PAGE EXTRACT below:
Responsible for the Sandy Hook Elementary School massacre, where he shot teachers and young children.

He was an honors student in high-school, however he also suffered from autism and often went to the gun-range with his mother Nancy.

He was home-schooled by his mother and was a student at Sandy Hook Elementary School for a short period of time.

His parents were divorced, but his father still paid a great sum of alimony as VP of Taxes for GE. His mother, Nancy Lanza, was a gun enthusiast, and he had a brother Ryan who he had not spoken to in years.

His crimes caused Barack Obama to call for greater gun control in America.

The perpetrator was Adam Peter Lanza (April 22, 1992 – December 14, 2012), who lived with his mother, Nancy Lanza, in Sandy Hook, 5 miles (8 km) from the elementary school. He did not have a criminal record. He had access to guns through his mother, who was described as a “gun enthusiast who owned at least a dozen firearms”. She often took her two sons to a local shooting range, where they learned to shoot. Lanza’s father has said that he does not believe Nancy feared Adam. She did not confide any fear of Adam to her sister or to her best friend, slept with her bedroom door unlocked, and kept guns in the house.
End of PAGE EXTRACT.
DATASET EXCERPT below:
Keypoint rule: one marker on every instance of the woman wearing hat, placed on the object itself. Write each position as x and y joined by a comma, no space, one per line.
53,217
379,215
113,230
End of DATASET EXCERPT.
### PROBLEM DETAILS
Return the full text about Adam Lanza above word for word, from its first sentence to its last.

### OUTPUT OF THE EXERCISE
Responsible for the Sandy Hook Elementary School massacre, where he shot teachers and young children.

He was an honors student in high-school, however he also suffered from autism and often went to the gun-range with his mother Nancy.

He was home-schooled by his mother and was a student at Sandy Hook Elementary School for a short period of time.

His parents were divorced, but his father still paid a great sum of alimony as VP of Taxes for GE. His mother, Nancy Lanza, was a gun enthusiast, and he had a brother Ryan who he had not spoken to in years.

His crimes caused Barack Obama to call for greater gun control in America.

The perpetrator was Adam Peter Lanza (April 22, 1992 – December 14, 2012), who lived with his mother, Nancy Lanza, in Sandy Hook, 5 miles (8 km) from the elementary school. He did not have a criminal record. He had access to guns through his mother, who was described as a “gun enthusiast who owned at least a dozen firearms”. She often took her two sons to a local shooting range, where they learned to shoot. Lanza’s father has said that he does not believe Nancy feared Adam. She did not confide any fear of Adam to her sister or to her best friend, slept with her bedroom door unlocked, and kept guns in the house.